■ INSTRUCTIONS FOR THE TASK
Filter the data for lines with the word "result" and copy those lines.

■ DATA SHOWN

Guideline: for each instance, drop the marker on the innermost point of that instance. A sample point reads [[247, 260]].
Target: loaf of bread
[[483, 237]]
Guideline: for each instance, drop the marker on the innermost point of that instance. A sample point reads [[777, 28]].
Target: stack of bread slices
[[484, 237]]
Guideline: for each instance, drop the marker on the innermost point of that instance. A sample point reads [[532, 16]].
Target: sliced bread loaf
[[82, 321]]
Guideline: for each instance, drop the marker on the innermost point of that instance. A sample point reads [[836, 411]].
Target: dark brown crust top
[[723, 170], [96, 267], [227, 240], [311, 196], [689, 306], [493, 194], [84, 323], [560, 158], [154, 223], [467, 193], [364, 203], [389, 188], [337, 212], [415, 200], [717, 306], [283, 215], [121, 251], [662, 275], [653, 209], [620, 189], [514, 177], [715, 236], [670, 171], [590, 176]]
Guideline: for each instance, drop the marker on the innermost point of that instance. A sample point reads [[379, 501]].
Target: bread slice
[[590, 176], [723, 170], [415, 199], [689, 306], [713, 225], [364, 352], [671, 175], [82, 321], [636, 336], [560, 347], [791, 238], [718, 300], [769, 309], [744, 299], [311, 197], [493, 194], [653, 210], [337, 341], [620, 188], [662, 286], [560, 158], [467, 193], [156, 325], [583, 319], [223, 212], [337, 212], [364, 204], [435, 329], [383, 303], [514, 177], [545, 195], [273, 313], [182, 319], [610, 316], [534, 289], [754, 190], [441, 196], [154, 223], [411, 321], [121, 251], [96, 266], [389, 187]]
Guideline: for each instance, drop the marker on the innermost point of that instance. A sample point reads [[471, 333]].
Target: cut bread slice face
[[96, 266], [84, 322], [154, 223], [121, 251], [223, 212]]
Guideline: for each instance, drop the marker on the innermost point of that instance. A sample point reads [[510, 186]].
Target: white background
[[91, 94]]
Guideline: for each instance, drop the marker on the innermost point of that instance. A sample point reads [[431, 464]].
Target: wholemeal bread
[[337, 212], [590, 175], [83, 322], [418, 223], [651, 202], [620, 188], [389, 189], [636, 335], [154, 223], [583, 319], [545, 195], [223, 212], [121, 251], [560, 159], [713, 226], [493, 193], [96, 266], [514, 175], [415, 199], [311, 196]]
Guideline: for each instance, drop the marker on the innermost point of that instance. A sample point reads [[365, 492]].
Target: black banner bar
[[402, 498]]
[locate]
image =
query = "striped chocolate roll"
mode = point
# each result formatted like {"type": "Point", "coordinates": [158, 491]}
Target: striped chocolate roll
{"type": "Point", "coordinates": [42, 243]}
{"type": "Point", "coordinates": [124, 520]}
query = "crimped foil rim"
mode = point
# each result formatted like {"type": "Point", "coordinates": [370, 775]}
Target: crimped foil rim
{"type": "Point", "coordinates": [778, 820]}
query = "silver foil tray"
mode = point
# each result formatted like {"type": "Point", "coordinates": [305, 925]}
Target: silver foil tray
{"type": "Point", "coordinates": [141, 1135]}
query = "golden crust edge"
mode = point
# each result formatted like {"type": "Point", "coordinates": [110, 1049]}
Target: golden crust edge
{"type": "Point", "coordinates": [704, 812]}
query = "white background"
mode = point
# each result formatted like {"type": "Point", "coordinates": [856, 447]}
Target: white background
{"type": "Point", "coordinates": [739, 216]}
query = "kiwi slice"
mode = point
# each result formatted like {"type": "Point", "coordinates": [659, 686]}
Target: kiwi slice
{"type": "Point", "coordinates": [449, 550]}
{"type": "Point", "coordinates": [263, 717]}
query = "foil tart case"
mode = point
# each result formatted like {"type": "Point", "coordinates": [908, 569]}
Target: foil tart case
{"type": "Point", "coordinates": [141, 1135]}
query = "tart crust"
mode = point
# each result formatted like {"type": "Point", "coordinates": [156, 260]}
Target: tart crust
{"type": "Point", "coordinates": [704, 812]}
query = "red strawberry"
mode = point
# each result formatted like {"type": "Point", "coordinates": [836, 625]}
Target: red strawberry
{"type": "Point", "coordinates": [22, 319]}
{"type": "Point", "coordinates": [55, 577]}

■ RESPONSE AREA
# each result formatted like {"type": "Point", "coordinates": [158, 491]}
# each result formatted like {"type": "Point", "coordinates": [370, 775]}
# each result formatted like {"type": "Point", "coordinates": [305, 925]}
# each result formatted like {"type": "Point", "coordinates": [110, 1049]}
# each result formatted like {"type": "Point", "coordinates": [856, 447]}
# each result formatted like {"type": "Point", "coordinates": [659, 686]}
# each result formatted like {"type": "Point", "coordinates": [908, 569]}
# each result formatted like {"type": "Point", "coordinates": [156, 260]}
# each result formatted like {"type": "Point", "coordinates": [836, 625]}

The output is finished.